What the exercise asks => Return every line of the entries below verbatim.

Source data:
================================

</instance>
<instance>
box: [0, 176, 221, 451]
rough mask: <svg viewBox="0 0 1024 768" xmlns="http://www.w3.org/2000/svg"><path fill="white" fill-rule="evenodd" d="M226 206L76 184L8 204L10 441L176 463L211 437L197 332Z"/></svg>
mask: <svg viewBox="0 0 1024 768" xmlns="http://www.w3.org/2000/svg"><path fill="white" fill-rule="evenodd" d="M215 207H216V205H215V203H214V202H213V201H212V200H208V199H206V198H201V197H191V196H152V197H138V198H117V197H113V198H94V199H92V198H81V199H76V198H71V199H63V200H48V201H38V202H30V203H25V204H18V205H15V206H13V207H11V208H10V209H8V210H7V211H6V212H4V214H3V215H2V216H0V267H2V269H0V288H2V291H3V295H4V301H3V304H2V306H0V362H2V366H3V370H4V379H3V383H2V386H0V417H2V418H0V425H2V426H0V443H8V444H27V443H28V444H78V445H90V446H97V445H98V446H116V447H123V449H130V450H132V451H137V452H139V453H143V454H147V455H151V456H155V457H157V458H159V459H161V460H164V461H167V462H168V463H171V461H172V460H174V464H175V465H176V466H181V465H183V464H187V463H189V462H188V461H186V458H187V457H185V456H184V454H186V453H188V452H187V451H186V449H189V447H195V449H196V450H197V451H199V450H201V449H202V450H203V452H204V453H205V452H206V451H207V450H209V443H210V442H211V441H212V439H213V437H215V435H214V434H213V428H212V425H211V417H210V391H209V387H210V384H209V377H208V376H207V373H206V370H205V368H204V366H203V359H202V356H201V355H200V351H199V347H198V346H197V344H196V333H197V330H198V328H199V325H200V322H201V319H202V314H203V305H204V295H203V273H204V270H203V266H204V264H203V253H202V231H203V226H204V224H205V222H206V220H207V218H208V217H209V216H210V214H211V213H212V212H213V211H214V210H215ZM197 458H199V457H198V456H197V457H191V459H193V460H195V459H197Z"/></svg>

================================

Response =>
</instance>
<instance>
box: [0, 176, 221, 451]
rough mask: <svg viewBox="0 0 1024 768" xmlns="http://www.w3.org/2000/svg"><path fill="white" fill-rule="evenodd" d="M226 206L76 184L8 204L10 441L176 463L211 437L197 332Z"/></svg>
mask: <svg viewBox="0 0 1024 768" xmlns="http://www.w3.org/2000/svg"><path fill="white" fill-rule="evenodd" d="M215 207H216V205H215V203H214V202H213V201H212V200H208V199H206V198H201V197H191V196H152V197H138V198H117V197H113V198H94V199H92V198H81V199H76V198H71V199H63V200H48V201H38V202H30V203H25V204H18V205H15V206H13V207H11V208H10V209H8V210H7V211H6V212H4V214H3V215H2V216H0V267H2V269H0V288H2V291H3V295H4V301H3V304H2V306H0V362H2V366H3V370H4V379H3V383H2V386H0V417H2V418H0V425H2V426H0V443H8V444H27V443H28V444H78V445H90V446H97V445H98V446H116V447H123V449H130V450H132V451H137V452H139V453H143V454H147V455H151V456H155V457H157V458H159V459H161V460H164V461H167V462H168V463H171V461H172V460H174V464H175V465H176V466H181V465H183V464H187V463H189V462H188V461H186V458H187V457H185V456H184V454H186V453H188V452H187V451H186V449H189V447H195V449H196V450H197V451H199V450H201V449H202V450H203V452H204V453H205V452H206V451H207V450H209V443H210V442H211V441H212V439H213V437H215V435H214V434H213V428H212V425H211V417H210V391H209V387H210V384H209V377H208V376H207V373H206V370H205V368H204V366H203V359H202V356H201V355H200V351H199V347H198V346H197V344H196V333H197V330H198V328H199V325H200V322H201V319H202V314H203V305H204V295H203V273H204V270H203V266H204V264H203V253H202V231H203V226H204V224H205V222H206V220H207V218H208V217H209V216H210V214H211V213H212V212H213V211H214V210H215ZM197 458H199V457H198V456H197V457H191V459H193V460H195V459H197Z"/></svg>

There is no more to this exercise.